• DIRECTIONS FOR THIS TASK:
In the entries below, find each line with the word "instance" and return it.

• DATASET RECORDS:
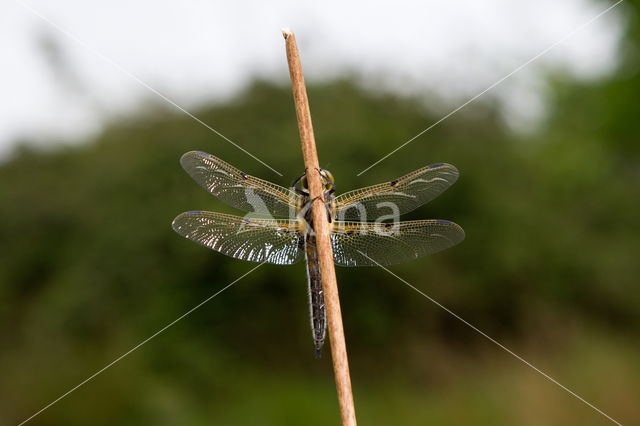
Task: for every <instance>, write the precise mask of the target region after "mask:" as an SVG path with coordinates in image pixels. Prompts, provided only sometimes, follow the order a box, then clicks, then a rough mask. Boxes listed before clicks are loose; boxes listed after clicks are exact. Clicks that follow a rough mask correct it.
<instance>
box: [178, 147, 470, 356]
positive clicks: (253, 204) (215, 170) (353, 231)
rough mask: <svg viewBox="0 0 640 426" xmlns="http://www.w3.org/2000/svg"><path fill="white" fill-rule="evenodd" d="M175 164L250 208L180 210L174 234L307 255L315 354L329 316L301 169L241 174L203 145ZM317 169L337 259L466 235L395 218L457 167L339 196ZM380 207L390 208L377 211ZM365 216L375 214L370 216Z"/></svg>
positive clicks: (422, 252) (329, 179) (400, 249)
mask: <svg viewBox="0 0 640 426" xmlns="http://www.w3.org/2000/svg"><path fill="white" fill-rule="evenodd" d="M180 163H181V164H182V167H183V168H184V169H185V170H186V171H187V173H189V175H191V177H192V178H193V179H194V180H195V181H196V182H197V183H198V184H200V185H201V186H202V187H203V188H205V189H206V190H207V191H209V192H210V193H211V194H213V195H215V196H216V197H218V198H219V199H220V200H222V201H223V202H225V203H227V204H228V205H230V206H232V207H235V208H238V209H240V210H243V211H245V212H249V213H250V214H248V215H246V216H244V217H240V216H233V215H228V214H222V213H214V212H208V211H190V212H185V213H182V214H180V215H179V216H178V217H176V218H175V220H174V221H173V229H174V230H175V231H176V232H177V233H178V234H180V235H182V236H183V237H186V238H188V239H190V240H193V241H195V242H197V243H200V244H202V245H204V246H206V247H208V248H210V249H213V250H216V251H218V252H220V253H222V254H225V255H227V256H231V257H234V258H236V259H241V260H249V261H253V262H265V263H273V264H277V265H290V264H293V263H296V262H298V261H300V260H302V259H303V258H305V259H306V262H307V278H308V285H309V305H310V316H311V329H312V332H313V340H314V344H315V349H316V356H319V355H320V350H321V348H322V345H323V343H324V340H325V334H326V324H327V321H326V311H325V306H324V298H323V295H322V283H321V280H320V269H319V265H318V255H317V252H316V246H315V235H314V232H313V223H312V222H311V209H310V207H311V204H312V203H313V200H310V197H309V192H308V188H307V185H306V178H305V177H304V175H302V176H300V177H299V178H298V179H296V181H294V183H293V184H292V185H291V187H290V188H285V187H282V186H279V185H276V184H273V183H271V182H268V181H265V180H262V179H259V178H256V177H253V176H250V175H248V174H246V173H243V172H242V171H240V170H238V169H236V168H235V167H233V166H231V165H230V164H227V163H225V162H224V161H222V160H220V159H219V158H216V157H214V156H213V155H211V154H207V153H205V152H200V151H192V152H188V153H186V154H184V155H183V156H182V158H181V159H180ZM318 172H319V173H320V175H321V177H322V179H323V183H324V200H325V203H326V209H327V219H328V220H329V223H330V227H331V245H332V248H333V257H334V261H335V264H336V265H338V266H376V265H384V266H386V265H393V264H397V263H403V262H408V261H410V260H413V259H416V258H418V257H421V256H425V255H428V254H432V253H435V252H438V251H440V250H444V249H446V248H448V247H451V246H453V245H455V244H457V243H459V242H460V241H462V240H463V239H464V231H463V230H462V228H461V227H460V226H458V225H456V224H455V223H453V222H449V221H447V220H412V221H405V222H399V221H398V216H399V215H401V214H403V213H407V212H409V211H412V210H414V209H416V208H418V207H419V206H421V205H422V204H424V203H427V202H429V201H431V200H433V199H434V198H436V197H437V196H438V195H440V194H441V193H442V192H444V191H445V190H446V189H447V188H448V187H449V186H450V185H451V184H453V183H454V182H455V181H456V180H457V179H458V170H457V169H456V168H455V167H454V166H452V165H450V164H444V163H439V164H432V165H430V166H426V167H423V168H421V169H418V170H416V171H414V172H412V173H409V174H408V175H405V176H402V177H400V178H398V179H394V180H392V181H390V182H385V183H381V184H378V185H373V186H369V187H366V188H361V189H356V190H354V191H349V192H346V193H344V194H342V195H339V196H335V195H334V193H335V184H334V179H333V176H332V175H331V173H330V172H329V171H327V170H324V169H321V170H318ZM385 209H389V210H390V211H391V214H389V215H384V216H383V215H380V214H379V212H380V211H383V210H385ZM370 218H375V221H368V220H367V219H370ZM389 219H391V220H393V221H392V222H389V221H388V220H389Z"/></svg>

• SOLUTION:
Task: for every <instance>, write the precise mask of the target region after "mask:" as an SVG path with coordinates in image pixels. Prompts, provided only sometimes, follow the order a box, then clicks, then a rough mask. Boxes listed before clicks are loose; boxes listed after clicks are exact. Clicks that follow a rough mask correct it.
<instance>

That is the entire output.